• [Fragmento]

┄┄┄┄┄┄

Allison (Florence Pugh) toca el piano mientras canta After Hours de The Velvet Underground (la actriz nos sorprende cantado ella misma varios temas a lo largo de la película) para los invitados en su fiesta de compromiso, bajo la atenta mirada de su prometido. A esta joven enamorada y con un futuro prometedor el destino le depara una fatalidad al verse envuelta en un accidente de tráfico, en el que fallecen sus futuros cuñados, mientras ella va al volante.
Ha pasado un año desde el accidente y Allison ha vuelto a vivir en casa de su madre, no tiene trabajo ni pareja. Los analgésicos que antes la habían ayudado a combatir los dolores físicos, ahora la evaden de la realidad. A pesar de repetirse de forma constante que ella no tuvo la culpa, solo sabe sobrellevar el desprecio que siente por ella misma a base de pastillas, cayendo en una adicción. Tras tocar fondo se arma de valor para asistir a una reunión de Alcohólicos Anónimos, pero la casualidad quiere que ahí se cruce con Daniel (Morgan Freeman), su ex-suegro. Daniel está al cargo de su nieta desde que sus padres fallecieron e intenta construir una mejor relación con ella de la que tuvo con sus hijos. Policía retirado, lleva ya muchos años sobrio y sigue asistiendo a las reuniones para asegurarse de que sigue siendo así. Al encontrarse con Allison cara a cara le pide que se quede, porque sabe por propia experiencia lo difícil que ha sido para ella dar ese paso.

┄┄┄┄┄┄

• [Material mostrado]
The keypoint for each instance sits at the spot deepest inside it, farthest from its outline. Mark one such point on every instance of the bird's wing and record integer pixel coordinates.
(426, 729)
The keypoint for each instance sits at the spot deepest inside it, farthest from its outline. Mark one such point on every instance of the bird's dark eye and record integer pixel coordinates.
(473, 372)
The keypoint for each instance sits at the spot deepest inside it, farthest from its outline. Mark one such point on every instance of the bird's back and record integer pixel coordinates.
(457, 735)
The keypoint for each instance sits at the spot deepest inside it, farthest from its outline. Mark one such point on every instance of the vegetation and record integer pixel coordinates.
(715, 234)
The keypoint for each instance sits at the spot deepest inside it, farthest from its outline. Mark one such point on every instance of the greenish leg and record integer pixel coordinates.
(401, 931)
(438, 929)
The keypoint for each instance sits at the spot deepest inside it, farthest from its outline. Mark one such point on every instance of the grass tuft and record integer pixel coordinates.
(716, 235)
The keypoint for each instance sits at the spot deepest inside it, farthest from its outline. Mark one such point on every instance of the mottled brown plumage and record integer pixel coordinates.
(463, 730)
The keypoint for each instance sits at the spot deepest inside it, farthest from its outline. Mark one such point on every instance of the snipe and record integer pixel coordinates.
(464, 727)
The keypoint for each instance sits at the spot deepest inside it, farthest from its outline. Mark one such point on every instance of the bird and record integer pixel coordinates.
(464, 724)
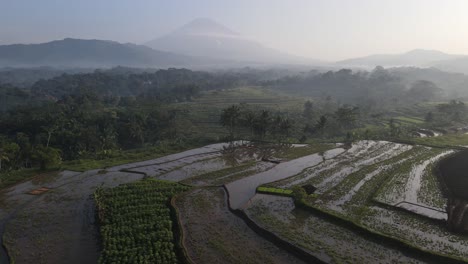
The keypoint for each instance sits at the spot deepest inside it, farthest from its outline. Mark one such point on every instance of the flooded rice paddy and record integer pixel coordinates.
(384, 187)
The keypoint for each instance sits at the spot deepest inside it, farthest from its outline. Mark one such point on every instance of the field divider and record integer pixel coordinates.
(270, 236)
(361, 230)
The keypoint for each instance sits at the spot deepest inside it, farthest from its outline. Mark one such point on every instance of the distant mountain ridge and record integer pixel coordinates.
(207, 38)
(417, 57)
(88, 53)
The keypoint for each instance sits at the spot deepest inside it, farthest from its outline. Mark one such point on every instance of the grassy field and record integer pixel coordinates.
(136, 224)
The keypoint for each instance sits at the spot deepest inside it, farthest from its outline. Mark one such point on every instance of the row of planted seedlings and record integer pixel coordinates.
(353, 200)
(136, 223)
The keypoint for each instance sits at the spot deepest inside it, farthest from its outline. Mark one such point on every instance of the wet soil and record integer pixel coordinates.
(56, 226)
(212, 234)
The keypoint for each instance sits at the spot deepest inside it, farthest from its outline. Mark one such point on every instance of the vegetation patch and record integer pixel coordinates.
(136, 224)
(276, 191)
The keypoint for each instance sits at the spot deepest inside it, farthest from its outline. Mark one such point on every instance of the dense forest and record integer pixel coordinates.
(93, 115)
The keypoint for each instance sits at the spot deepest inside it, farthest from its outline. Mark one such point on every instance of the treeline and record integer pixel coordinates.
(81, 125)
(171, 85)
(244, 121)
(378, 89)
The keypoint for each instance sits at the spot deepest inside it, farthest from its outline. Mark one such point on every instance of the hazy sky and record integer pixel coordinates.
(323, 29)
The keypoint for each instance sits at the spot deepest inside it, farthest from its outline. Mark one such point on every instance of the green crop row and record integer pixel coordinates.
(135, 222)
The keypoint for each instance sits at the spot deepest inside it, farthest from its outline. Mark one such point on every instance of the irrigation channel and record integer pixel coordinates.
(373, 187)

┄┄┄┄┄┄

• [Qué hacer]
**a)** Según el fragmento, ¿qué canción canta Allison al piano en su fiesta de compromiso?
**b)** Copia del fragmento, sin alterar nada, la parte que se abre con las palabras que contienen "Allison (Florence Pugh)" y se cierra con "va al volante.".

• [Respuestas]
**a)** After Hours, de The Velvet Underground.

**b)**
Allison (Florence Pugh) toca el piano mientras canta After Hours de The Velvet Underground (la actriz nos sorprende cantado ella misma varios temas a lo largo de la película) para los invitados en su fiesta de compromiso, bajo la atenta mirada de su prometido. A esta joven enamorada y con un futuro prometedor el destino le depara una fatalidad al verse envuelta en un accidente de tráfico, en el que fallecen sus futuros cuñados, mientras ella va al volante.